(Records taken from a data source)
____
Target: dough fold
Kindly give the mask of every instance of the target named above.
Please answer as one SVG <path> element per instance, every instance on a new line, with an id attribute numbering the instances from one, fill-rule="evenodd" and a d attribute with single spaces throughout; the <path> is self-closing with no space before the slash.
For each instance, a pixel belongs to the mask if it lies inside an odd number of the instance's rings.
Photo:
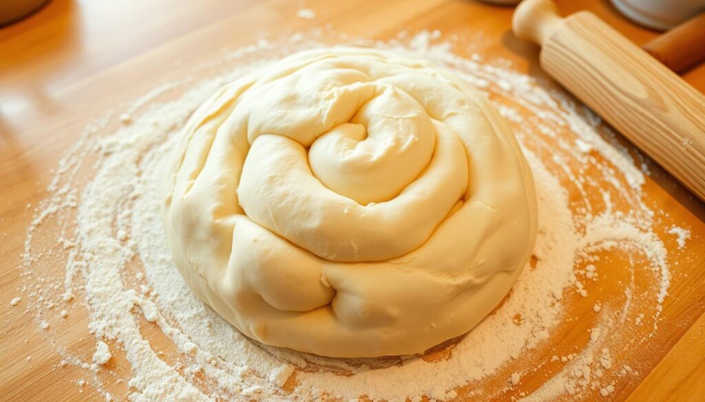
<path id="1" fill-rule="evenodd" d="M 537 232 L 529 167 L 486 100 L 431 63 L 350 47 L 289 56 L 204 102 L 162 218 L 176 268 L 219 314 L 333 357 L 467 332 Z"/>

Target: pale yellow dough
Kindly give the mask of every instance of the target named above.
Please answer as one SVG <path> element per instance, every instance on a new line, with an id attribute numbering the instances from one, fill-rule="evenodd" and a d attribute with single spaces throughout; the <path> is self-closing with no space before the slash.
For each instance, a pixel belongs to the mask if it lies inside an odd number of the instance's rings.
____
### [SET EXERCISE]
Rewrite each line of the material above as one item in a numbered list, and skip the blank lines. Omit the pictures.

### [RESPONSE FOR THIS EXERCISE]
1. Target: dough fold
2. Kindly give the mask of every instance of the target named above.
3. Please answer as one SVG <path> element per instance, every instance on a new line, with an id attribute numbering the instances from one, fill-rule="evenodd" and a d attribute with single spaces throughout; the <path> is self-closing with no space before the slash.
4. For each instance, a pixel belongs to the mask if it lies inside an odd number of the instance's rings.
5. Photo:
6. <path id="1" fill-rule="evenodd" d="M 537 232 L 529 167 L 486 100 L 431 63 L 350 47 L 289 56 L 204 102 L 162 218 L 176 268 L 219 314 L 333 357 L 467 332 Z"/>
7. Target: pale yellow dough
8. Kindly give the mask of every instance of the target named above.
9. Please answer as one SVG <path> element per instance, every instance on a new line, with an id attribute numbering the instances from one, fill-rule="evenodd" and a d attribute with single spaces throughout; the <path> is self-closing with no space before the slash.
10. For each instance, a pixel belongs to the mask if it lies inside an odd number of the instance's rings.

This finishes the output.